▶ _STORED DATA_
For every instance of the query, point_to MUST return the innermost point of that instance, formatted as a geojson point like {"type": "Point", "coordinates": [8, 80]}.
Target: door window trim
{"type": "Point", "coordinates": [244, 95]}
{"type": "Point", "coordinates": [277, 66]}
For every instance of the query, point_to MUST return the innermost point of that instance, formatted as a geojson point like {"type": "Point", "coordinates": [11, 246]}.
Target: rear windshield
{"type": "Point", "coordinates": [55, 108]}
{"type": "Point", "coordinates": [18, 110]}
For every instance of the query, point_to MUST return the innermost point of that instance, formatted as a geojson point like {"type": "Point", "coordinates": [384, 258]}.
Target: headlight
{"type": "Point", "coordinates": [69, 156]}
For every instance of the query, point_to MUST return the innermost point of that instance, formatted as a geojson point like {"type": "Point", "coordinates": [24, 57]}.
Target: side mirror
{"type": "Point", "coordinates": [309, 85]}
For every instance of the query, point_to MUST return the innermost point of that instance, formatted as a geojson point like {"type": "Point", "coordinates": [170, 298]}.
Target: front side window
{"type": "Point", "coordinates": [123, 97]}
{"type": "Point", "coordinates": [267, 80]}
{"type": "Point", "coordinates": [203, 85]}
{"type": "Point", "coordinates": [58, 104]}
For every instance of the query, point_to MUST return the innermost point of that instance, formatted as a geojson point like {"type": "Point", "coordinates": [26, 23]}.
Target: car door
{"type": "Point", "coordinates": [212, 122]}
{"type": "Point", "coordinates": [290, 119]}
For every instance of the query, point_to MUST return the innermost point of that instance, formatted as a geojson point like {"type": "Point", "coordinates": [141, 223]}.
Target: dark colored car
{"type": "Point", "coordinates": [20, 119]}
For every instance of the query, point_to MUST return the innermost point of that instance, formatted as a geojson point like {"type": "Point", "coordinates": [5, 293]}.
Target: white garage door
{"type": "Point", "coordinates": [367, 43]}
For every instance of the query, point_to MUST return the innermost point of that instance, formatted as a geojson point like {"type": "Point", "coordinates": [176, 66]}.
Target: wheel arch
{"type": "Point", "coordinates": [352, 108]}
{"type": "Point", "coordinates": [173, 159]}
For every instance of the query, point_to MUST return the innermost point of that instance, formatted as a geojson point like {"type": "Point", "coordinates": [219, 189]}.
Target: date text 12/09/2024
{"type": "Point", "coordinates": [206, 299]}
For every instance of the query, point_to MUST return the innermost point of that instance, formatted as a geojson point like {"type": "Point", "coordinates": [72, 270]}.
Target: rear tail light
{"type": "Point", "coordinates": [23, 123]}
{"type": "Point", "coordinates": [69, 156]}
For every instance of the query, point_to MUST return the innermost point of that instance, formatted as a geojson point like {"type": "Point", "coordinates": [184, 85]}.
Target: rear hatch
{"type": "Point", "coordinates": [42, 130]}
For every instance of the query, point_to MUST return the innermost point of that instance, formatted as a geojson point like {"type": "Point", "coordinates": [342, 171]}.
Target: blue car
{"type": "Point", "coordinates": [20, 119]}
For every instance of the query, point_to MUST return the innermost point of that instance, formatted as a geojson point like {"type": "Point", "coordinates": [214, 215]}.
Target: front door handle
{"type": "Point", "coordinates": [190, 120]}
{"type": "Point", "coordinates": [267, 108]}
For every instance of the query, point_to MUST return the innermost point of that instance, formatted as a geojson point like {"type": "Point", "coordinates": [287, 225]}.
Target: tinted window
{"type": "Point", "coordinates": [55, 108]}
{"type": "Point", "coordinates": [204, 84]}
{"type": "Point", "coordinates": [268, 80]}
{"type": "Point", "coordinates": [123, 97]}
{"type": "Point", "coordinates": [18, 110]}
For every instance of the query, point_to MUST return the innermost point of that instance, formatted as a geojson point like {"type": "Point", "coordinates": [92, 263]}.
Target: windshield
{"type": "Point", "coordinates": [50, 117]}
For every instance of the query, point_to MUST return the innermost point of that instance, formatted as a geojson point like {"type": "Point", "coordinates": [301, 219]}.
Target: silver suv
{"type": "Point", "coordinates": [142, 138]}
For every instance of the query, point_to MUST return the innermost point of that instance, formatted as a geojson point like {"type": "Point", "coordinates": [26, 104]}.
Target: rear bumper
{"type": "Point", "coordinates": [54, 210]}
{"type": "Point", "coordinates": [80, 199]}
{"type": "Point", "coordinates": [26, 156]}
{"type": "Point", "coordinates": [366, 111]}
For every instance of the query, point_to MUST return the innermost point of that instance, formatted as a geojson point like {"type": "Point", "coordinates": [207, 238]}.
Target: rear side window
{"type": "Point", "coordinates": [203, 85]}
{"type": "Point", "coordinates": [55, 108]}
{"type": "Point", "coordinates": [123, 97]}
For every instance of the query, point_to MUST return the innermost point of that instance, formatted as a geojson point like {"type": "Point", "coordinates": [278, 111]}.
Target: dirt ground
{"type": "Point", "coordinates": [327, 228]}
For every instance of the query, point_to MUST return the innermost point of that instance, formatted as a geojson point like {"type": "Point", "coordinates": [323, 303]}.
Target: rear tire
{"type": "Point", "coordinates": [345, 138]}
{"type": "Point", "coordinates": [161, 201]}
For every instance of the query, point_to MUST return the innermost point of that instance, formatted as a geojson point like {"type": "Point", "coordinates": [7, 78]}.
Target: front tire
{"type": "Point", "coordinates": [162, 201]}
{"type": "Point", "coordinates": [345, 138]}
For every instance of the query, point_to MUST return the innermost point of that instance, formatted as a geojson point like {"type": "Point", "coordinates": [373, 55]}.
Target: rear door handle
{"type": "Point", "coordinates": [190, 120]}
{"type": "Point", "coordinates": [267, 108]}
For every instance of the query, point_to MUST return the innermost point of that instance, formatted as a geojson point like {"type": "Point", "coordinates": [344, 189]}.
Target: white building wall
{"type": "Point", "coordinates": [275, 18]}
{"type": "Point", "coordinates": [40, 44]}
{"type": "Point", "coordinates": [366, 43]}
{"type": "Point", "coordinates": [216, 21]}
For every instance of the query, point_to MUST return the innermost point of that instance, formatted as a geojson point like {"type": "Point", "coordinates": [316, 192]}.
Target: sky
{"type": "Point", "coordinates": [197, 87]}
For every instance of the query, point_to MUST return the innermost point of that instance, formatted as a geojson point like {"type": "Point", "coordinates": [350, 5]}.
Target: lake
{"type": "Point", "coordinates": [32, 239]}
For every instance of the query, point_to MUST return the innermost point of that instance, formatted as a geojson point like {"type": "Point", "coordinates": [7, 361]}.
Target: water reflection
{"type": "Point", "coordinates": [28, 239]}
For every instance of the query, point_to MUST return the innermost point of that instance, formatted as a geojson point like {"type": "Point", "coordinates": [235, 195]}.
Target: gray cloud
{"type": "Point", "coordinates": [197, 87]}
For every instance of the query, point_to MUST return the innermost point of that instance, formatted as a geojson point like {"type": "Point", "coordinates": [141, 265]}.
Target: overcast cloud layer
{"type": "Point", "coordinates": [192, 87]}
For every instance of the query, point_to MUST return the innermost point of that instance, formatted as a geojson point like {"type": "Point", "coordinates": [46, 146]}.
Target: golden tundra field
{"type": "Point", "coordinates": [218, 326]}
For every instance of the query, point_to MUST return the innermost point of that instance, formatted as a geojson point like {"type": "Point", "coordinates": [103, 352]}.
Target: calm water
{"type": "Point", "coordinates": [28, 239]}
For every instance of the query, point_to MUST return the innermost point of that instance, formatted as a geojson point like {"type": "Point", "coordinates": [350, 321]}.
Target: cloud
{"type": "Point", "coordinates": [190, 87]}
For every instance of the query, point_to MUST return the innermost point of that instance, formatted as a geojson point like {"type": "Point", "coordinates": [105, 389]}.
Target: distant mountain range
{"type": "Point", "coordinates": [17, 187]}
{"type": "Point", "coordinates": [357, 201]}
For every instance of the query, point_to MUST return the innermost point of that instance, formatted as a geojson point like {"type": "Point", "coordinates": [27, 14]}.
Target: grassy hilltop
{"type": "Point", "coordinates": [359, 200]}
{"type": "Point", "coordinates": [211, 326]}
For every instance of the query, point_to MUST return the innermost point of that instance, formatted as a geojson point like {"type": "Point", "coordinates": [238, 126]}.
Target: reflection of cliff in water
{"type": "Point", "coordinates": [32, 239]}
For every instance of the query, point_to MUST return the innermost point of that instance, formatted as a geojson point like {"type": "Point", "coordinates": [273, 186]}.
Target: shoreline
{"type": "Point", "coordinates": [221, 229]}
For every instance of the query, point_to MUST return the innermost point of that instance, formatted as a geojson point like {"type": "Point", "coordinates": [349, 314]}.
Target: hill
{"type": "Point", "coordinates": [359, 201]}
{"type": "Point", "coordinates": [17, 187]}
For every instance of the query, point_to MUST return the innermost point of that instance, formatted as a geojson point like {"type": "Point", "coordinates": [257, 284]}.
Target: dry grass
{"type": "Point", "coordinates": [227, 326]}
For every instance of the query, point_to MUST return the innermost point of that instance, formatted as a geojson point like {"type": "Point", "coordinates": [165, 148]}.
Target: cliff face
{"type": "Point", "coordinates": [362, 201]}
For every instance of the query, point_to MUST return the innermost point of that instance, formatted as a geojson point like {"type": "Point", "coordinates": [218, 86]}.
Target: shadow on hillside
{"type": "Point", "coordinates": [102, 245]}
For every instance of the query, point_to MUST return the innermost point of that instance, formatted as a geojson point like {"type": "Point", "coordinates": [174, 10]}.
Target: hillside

▶ _TASK DESCRIPTION_
All that the answer may hold is the lines from the one with "Target: cliff face" through the end of the data, set down exactly as they appear.

▶ _ANSWER TO THIS PROBLEM_
Target: cliff face
{"type": "Point", "coordinates": [362, 201]}
For every instance of the query, point_to MUST return the innermost point of that instance, formatted as a geojson point like {"type": "Point", "coordinates": [218, 86]}.
Target: shadow on hillside
{"type": "Point", "coordinates": [102, 245]}
For every instance of the query, point_to MUST return the innermost point of that instance, formatted as a geojson point like {"type": "Point", "coordinates": [174, 10]}.
Target: hillside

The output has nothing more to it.